Excerto selecionado:
........
A Xana da cantina é que quando soube que eu e a Vera chegamos juntos me perguntou se também íamos almoçar juntos e se íamos para a cama juntos. Eu disse que a Vera era vegetariana e que não podíamos dormir juntos porque o meu irmão tem um sinal na porta do quarto que diz «Proibida a entrada a pessoas estranhas» e que ele leva muito a sério. Uma vez no Carnaval o meu primo entrou lá mascarado e o meu irmão deu-lhe uma coça que ele nem se levantou só porque não o reconheceu. A Xana da cantina disse-me que a cama dela dava bem para nós os dois e eu prometi que passava a mensagem à Vera. Mesmo assim agradeci-lhe o convite. Mandei mensagem ao Gary a perguntar se alguma vez a Paulinha tinha ido com ele para o trabalho de manhã. Ele não me respondeu. A Vera também nem disse nada sobre o convite da Xana. Só me disse que me ficava muito mais barato se começasse a levar almoço de casa em vez de ir comer todos os dias naquela cantina e levar com a Xana. Eu até gostava da ideia mas a minha mãe acorda sempre às 11:00 e a essa hora já eu estou na fábrica. A Vera ofereceu-se para me levar o almoço todos os dias mas nem lhe respondi. Lembrei-me daquela dica que o Venâncio me deu em que é melhor as moças ficarem a dever-nos favores do que nós a elas.
........
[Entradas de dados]

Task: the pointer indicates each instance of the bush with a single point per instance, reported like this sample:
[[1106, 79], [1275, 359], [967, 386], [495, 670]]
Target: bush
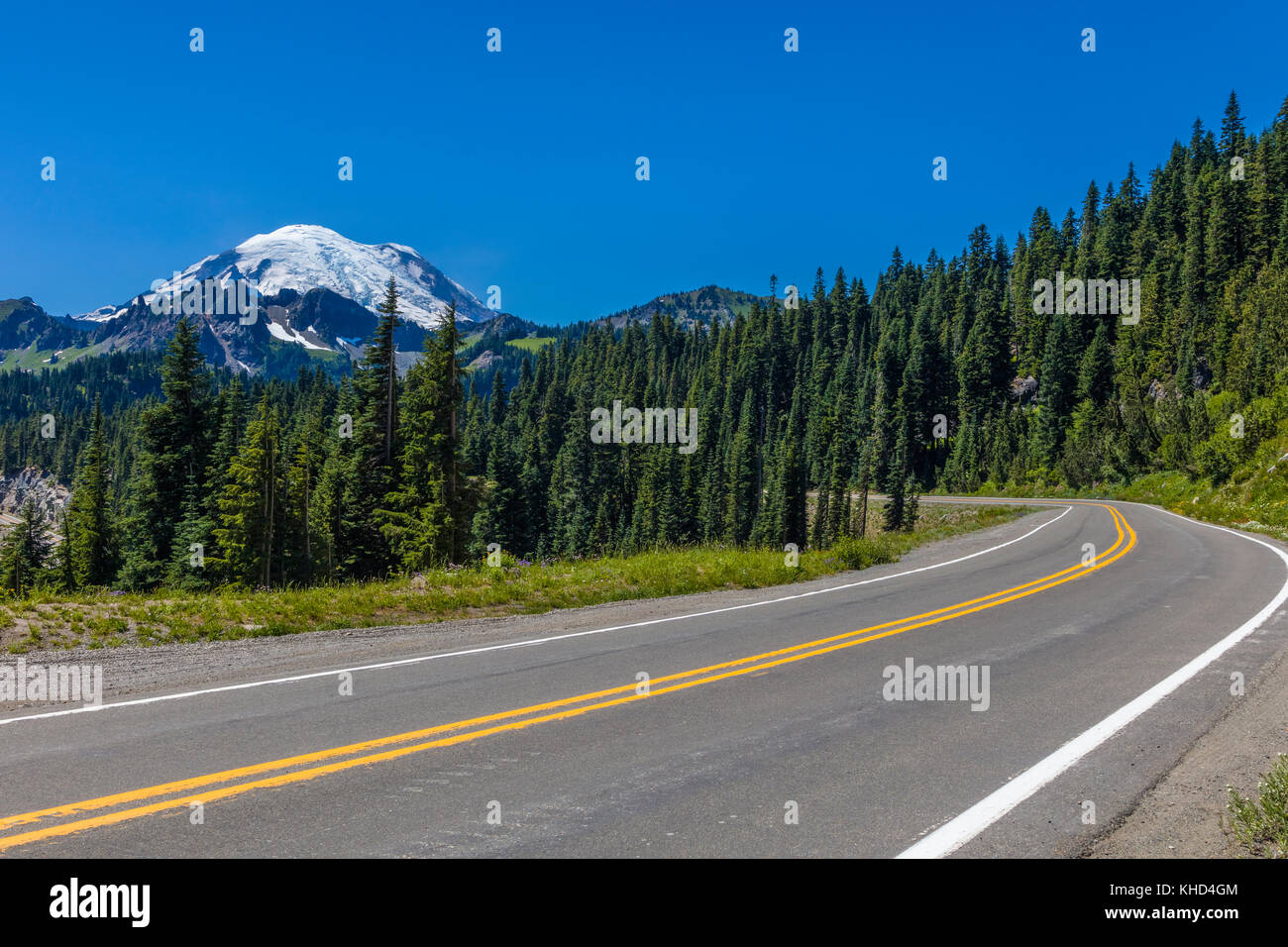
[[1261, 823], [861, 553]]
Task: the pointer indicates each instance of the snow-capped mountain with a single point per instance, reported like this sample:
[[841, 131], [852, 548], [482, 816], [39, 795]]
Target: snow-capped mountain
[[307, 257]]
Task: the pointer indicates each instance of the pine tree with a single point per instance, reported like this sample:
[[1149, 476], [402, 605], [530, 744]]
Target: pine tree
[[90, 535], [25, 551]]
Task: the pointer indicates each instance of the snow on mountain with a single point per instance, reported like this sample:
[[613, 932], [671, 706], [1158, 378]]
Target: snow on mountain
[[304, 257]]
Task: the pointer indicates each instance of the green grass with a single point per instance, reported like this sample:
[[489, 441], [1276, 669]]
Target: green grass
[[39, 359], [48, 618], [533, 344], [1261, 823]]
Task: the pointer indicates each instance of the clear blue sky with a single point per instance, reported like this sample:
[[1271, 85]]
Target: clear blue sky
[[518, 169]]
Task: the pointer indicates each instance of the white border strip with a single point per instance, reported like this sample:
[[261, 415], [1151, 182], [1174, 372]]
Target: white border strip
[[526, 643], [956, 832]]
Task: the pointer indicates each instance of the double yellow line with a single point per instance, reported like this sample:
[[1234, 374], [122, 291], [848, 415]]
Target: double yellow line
........
Tarefas a realizar:
1: No excerto, a que horas acorda sempre a mãe de quem narra?
2: Prossiga o excerto a partir da sua última frase.

Secção de respostas:
1: Às 11:00.

2:
Agora a má notícia. Anteontem passei por uma rua que já não passava há umas semanas e tive um choque. O talho do Sr. Gustavo fechou. Sempre que passava lá cumprimentava-o e se ele estivesse à porta à espera de clientes ainda lhe falava sobre o tempo ou sobre algum assunto que estivesse a marcar a actualidade. Mas fechou. Agora tenho de ver outro talho de confiança que possa subsitituir o talho do Sr. Armindo, que é onde vou sempre. Mas sempre que o Sr. Armindo não tinha alguma coisa ou estava fechado, ia sempre ao do Sr. Gustavo. Comentei isso com o Sr. Romeu, o meu antigo barbeiro, que se reformou. É verdade. Estive vários meses sem o ver e nas últimas duas semanas vi-o quase todos os dias. Descobri que não tenho tema de conversa com o Sr. Romeu para todos os dias. Sempre que ia à barbearia falava com ele sem parar mas agora descobri que isso se calhar só acontecia porque ia lá de 2 em 2 meses. A relação barbeiro-cliente é muito prejudicada se for feita numa dose diária. Pelo menos nisso, o facto do Sr. Gustavo ter fechado o talho já me deu um tema de conversa quando encontrei o Sr. Romeu agora à vinda para casa.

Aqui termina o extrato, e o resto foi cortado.